Would you set down every entry shown below, precisely as written?

* _Entries from a dataset_
BEGIN
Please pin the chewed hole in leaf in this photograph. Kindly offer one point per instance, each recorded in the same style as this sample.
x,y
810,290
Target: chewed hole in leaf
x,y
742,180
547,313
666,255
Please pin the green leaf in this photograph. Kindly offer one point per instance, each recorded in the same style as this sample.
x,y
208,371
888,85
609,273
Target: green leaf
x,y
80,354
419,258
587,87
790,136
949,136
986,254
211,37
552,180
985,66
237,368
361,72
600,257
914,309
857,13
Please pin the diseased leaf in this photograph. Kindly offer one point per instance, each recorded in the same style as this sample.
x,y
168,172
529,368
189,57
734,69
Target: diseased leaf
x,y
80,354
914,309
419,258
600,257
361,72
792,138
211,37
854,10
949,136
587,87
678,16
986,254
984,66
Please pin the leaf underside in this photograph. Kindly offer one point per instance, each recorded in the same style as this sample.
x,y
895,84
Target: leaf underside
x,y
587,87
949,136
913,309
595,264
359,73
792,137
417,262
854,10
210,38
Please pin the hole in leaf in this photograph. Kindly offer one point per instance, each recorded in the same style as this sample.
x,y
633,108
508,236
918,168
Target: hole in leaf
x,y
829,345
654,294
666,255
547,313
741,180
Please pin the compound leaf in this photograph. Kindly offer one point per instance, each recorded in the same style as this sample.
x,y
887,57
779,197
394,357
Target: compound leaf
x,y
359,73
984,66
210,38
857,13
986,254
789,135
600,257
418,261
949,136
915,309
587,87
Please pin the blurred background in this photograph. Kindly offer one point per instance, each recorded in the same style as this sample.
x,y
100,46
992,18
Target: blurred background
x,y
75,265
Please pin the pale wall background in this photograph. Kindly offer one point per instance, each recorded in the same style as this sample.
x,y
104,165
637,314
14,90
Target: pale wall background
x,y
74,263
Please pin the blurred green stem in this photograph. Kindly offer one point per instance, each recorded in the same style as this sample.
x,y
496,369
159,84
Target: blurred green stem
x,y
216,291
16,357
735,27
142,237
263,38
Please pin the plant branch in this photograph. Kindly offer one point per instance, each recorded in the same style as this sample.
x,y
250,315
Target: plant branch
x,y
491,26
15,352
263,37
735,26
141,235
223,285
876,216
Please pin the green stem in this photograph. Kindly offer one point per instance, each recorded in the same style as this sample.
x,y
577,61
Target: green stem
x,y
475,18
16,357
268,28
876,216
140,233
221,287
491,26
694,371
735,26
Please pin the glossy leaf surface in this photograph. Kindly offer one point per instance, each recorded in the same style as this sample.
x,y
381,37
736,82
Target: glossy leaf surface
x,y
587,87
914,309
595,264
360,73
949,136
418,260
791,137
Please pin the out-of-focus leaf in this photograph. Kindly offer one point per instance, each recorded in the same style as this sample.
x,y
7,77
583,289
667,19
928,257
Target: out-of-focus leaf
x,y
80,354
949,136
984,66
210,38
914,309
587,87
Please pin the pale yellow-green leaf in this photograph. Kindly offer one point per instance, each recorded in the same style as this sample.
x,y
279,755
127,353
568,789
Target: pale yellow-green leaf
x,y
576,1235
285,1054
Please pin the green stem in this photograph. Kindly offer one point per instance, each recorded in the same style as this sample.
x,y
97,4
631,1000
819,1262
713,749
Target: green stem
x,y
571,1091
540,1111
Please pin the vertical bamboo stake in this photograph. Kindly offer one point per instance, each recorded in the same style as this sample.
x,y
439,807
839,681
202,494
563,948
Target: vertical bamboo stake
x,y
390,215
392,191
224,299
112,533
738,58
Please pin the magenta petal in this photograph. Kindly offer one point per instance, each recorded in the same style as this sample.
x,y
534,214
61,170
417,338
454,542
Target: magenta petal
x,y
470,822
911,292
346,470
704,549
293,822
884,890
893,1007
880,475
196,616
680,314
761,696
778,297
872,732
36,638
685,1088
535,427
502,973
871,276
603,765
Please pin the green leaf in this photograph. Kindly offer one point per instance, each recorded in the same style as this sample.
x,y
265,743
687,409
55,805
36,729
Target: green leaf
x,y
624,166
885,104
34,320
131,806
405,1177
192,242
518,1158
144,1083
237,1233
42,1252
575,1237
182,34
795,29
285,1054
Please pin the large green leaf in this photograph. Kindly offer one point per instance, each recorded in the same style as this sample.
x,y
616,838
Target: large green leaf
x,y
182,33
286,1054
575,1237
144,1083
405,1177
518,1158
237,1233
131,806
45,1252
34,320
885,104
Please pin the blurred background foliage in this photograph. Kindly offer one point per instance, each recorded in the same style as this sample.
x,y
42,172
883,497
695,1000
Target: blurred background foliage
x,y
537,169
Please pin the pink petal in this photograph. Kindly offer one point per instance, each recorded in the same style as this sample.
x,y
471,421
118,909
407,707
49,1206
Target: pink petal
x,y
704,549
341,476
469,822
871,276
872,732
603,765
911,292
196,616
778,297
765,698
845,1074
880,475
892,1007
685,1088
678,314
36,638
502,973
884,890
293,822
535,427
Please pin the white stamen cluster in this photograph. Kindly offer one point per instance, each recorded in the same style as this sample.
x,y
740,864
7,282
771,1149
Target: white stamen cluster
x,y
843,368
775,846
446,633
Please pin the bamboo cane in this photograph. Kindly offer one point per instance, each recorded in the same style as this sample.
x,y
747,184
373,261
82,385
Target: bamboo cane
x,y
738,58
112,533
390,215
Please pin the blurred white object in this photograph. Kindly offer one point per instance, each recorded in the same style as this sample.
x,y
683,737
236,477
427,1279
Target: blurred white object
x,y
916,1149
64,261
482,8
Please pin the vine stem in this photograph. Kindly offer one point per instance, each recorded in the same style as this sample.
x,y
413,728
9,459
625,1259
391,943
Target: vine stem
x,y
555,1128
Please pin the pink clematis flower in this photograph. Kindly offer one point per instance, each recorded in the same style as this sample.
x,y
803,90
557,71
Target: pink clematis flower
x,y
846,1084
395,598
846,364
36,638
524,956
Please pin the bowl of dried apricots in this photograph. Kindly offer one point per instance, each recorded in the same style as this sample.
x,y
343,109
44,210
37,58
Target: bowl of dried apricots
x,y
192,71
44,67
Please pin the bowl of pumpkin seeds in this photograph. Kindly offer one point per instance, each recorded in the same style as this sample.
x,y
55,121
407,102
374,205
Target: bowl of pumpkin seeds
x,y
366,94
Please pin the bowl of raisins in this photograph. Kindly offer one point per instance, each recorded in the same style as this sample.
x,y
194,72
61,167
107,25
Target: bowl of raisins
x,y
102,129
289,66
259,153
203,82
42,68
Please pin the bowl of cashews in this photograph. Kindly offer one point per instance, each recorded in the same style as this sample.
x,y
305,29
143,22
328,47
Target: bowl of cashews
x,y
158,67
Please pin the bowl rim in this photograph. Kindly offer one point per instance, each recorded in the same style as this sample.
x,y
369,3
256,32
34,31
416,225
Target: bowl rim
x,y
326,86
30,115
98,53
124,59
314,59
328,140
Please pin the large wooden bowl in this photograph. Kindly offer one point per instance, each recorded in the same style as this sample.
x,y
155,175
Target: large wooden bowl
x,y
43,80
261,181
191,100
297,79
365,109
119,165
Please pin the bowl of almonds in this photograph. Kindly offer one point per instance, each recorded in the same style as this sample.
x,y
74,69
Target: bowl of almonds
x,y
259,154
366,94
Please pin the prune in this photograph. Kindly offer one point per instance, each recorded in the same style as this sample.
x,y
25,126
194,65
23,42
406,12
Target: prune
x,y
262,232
END
* _SOLUTION FOR THIS EXERCISE_
Please pin the chewed hole in leaf in this photograph. Kindly offer one point per instance, each recorded in the same style as this sample.
x,y
810,290
Target: chewed hole in leaf
x,y
742,180
547,313
666,255
Please pin the green leaf in this photograph. Kindly offer one point per instance, each recorded in the same style as this sample.
x,y
208,371
888,85
609,273
Target: green leaf
x,y
80,354
419,258
587,87
790,136
949,136
986,254
211,37
552,180
985,66
237,368
361,72
600,257
914,309
857,13
Please pin the diseased leaf in this photograph. Kindly offer one point per instance, each recorded in the same style as this sample.
x,y
168,172
529,368
189,57
734,69
Target: diseased leaf
x,y
80,354
914,309
419,258
600,257
361,72
792,138
211,37
854,10
949,136
587,87
678,16
986,254
984,66
Please pin the leaf underside in this photograph. Kindly offer one point per instance, each recorded in the same style as this sample.
x,y
895,84
Target: leaf underside
x,y
587,87
949,136
913,309
595,264
359,73
792,137
417,262
854,10
210,38
Please pin the hole in leaf in this photograph. Kindly offer one point per instance, each recorded in the same style as this sample.
x,y
633,108
508,236
918,168
Target: hole in leaf
x,y
829,345
654,294
666,255
547,313
741,180
Please pin the compound leaf in this photograph. Kindly offer one point per instance, each recorded in the same style as this sample.
x,y
887,57
779,197
394,357
Target: compound leaf
x,y
359,73
984,66
210,38
857,13
986,254
789,135
600,257
418,261
949,136
915,309
587,87
Please pin the blurred background in this photograph. Kindly offer one point per instance, each recorded in the same style as this sample.
x,y
100,46
992,18
Target: blurred background
x,y
75,265
Please pin the pale wall background in this photograph. Kindly offer one point per instance, each recorded in the same style as this sample.
x,y
104,165
637,314
14,90
Target: pale wall background
x,y
74,263
Please pin the blurred green stem in this photograph. Kindly offer one point per instance, each recorded in the same style as this sample.
x,y
496,369
159,84
Target: blurred green stem
x,y
216,291
16,357
735,27
142,237
263,38
Please pin the plant branch in this photograph. Kindly offer one point per instance, each recorded in the same style as this sample.
x,y
250,315
Target: plant branch
x,y
491,26
15,352
263,37
735,26
141,235
223,285
876,216
Please pin the green stem in this photograph. Kindly offer one point per instance, each recorded in the same style as this sample.
x,y
577,61
Target: green stem
x,y
475,18
16,357
268,28
876,216
140,233
221,287
491,26
694,371
735,26
Please pin the glossy leaf surface in this photograph. Kindly offer one point per instance, each recorded in the same style as this sample.
x,y
381,37
736,82
Target: glossy leaf surface
x,y
587,87
914,309
595,264
360,73
949,136
418,260
791,137
Please pin the out-of-focus leaf in this photograph. Kindly offer one point per instance, each recorded in the same style as this sample.
x,y
7,77
583,289
667,19
928,257
Target: out-of-focus leaf
x,y
80,354
949,136
984,66
210,38
914,309
587,87
Please pin the pale yellow-green leaf in this photograph. Kindly offer one point per instance, each recorded in the same style as this sample.
x,y
279,755
127,353
568,789
Target: pale yellow-green leaf
x,y
576,1235
285,1054
Please pin the green stem in this photograph. Kindly offer one point per instance, each recorded in the same style as this sample.
x,y
97,4
631,1000
819,1262
713,749
Target: green stem
x,y
571,1091
540,1111
Please pin the vertical bamboo stake in this photograph. Kindly offer one point per instance, each recorded in the same style as this sample.
x,y
439,807
839,681
202,494
563,948
Target: vertical bamboo stake
x,y
390,215
392,191
224,299
112,533
738,58
Please pin the magenta petal in this photograph. Kindly offer one point per instance, each recorded in the same style as this sample.
x,y
534,214
61,170
417,338
454,542
Target: magenta petal
x,y
470,822
911,292
346,470
704,549
293,822
884,890
893,1007
880,475
196,616
680,314
761,696
778,297
872,732
36,638
685,1088
535,427
502,973
871,276
603,765
Please pin the green leaf in this photograph. Kindly offer one point per instance, each recorded in the same style as this sample.
x,y
265,743
687,409
55,805
36,729
Target: green leaf
x,y
624,166
885,104
34,320
131,806
405,1177
192,242
518,1158
144,1083
237,1233
42,1252
575,1237
182,34
795,29
285,1054
Please pin the large green leaf in this photograph. Kindly offer one point per instance, each recorded in the same style as this sample.
x,y
616,838
Target: large green leaf
x,y
182,33
286,1054
575,1237
144,1083
405,1177
518,1158
237,1233
131,806
45,1252
34,320
885,104
Please pin the blurred background foliage in this photograph. Kindly offer one point per instance, each recorded in the same style as this sample.
x,y
42,172
883,497
695,1000
Target: blurred background foliage
x,y
537,169
Please pin the pink petal in this photograph. Kindly offer one point per instance, each recorded in the same style as this sample.
x,y
471,421
118,909
407,707
49,1206
Target: pink petal
x,y
704,549
341,476
469,822
871,276
872,732
603,765
911,292
196,616
778,297
765,698
845,1074
880,475
892,1007
685,1088
678,314
36,638
502,973
884,890
293,822
535,427
Please pin the white stamen cluster in this photograph. Kindly offer one point per instance, each recorded in the same style as this sample.
x,y
740,864
7,282
771,1149
Target: white stamen cluster
x,y
843,368
775,846
446,633
Please pin the bamboo cane in this photograph. Kindly offer one point per instance, each recorded in the same style as this sample.
x,y
747,184
373,261
82,385
Target: bamboo cane
x,y
738,58
112,533
390,215
Please pin the blurred white object in this photograph. Kindly offer one point per instance, each recorded in the same style as this sample.
x,y
683,737
236,477
427,1279
Target: blurred white object
x,y
916,1149
64,261
482,8
Please pin the vine stem in this photograph. Kindly offer one point per instance, each recorded in the same style as this sample.
x,y
413,728
9,459
625,1259
391,943
Target: vine stem
x,y
555,1128
Please pin the pink clematis flower in this photograph. Kindly offer one point per instance, each recorded in the same style as this sample.
x,y
803,90
557,71
Target: pink clematis flower
x,y
846,1084
395,598
846,364
36,638
524,956
Please pin the bowl of dried apricots in this photograph. Kindly offer one point per instance, each recorded in the same style as this sample.
x,y
343,109
44,210
37,58
Target: bowl of dried apricots
x,y
192,71
44,67
Please pin the bowl of pumpkin seeds in this photograph. Kindly offer one point per instance, each recorded in the same style as this sample.
x,y
55,121
407,102
374,205
Target: bowl of pumpkin seeds
x,y
366,94
Please pin the bowl of raisins in this photograph. Kindly offer one point per instance, each recorded in the same style as this sample.
x,y
194,72
61,167
107,25
Target: bowl of raisins
x,y
102,129
289,66
259,153
203,82
42,68
Please pin the bowl of cashews in this photograph. Kindly offer one point per instance, each recorded in the same style as this sample.
x,y
305,29
143,22
328,47
Target: bowl of cashews
x,y
158,67
Please pin the bowl rim in this photograph. Kindly offer one point per instance, each recorded in the same style as this sample.
x,y
369,3
256,32
34,31
416,225
Target: bowl rim
x,y
326,86
30,115
98,53
124,59
314,59
328,140
Please pin the large wooden bowl in this photograph. Kindly offer one point per instance, each recorded in the same style as this sample.
x,y
155,175
Target: large wooden bowl
x,y
43,80
261,181
191,100
297,79
365,109
119,165
Please pin the bowl of almonds in this photograph. Kindly offer one point per instance, each recorded in the same style as this sample.
x,y
74,69
Target: bowl of almonds
x,y
259,154
366,94
Please pin the prune in this photograph. Kindly offer one point per instance, each recorded in the same style as this sample.
x,y
25,126
194,65
23,42
406,12
Target: prune
x,y
262,232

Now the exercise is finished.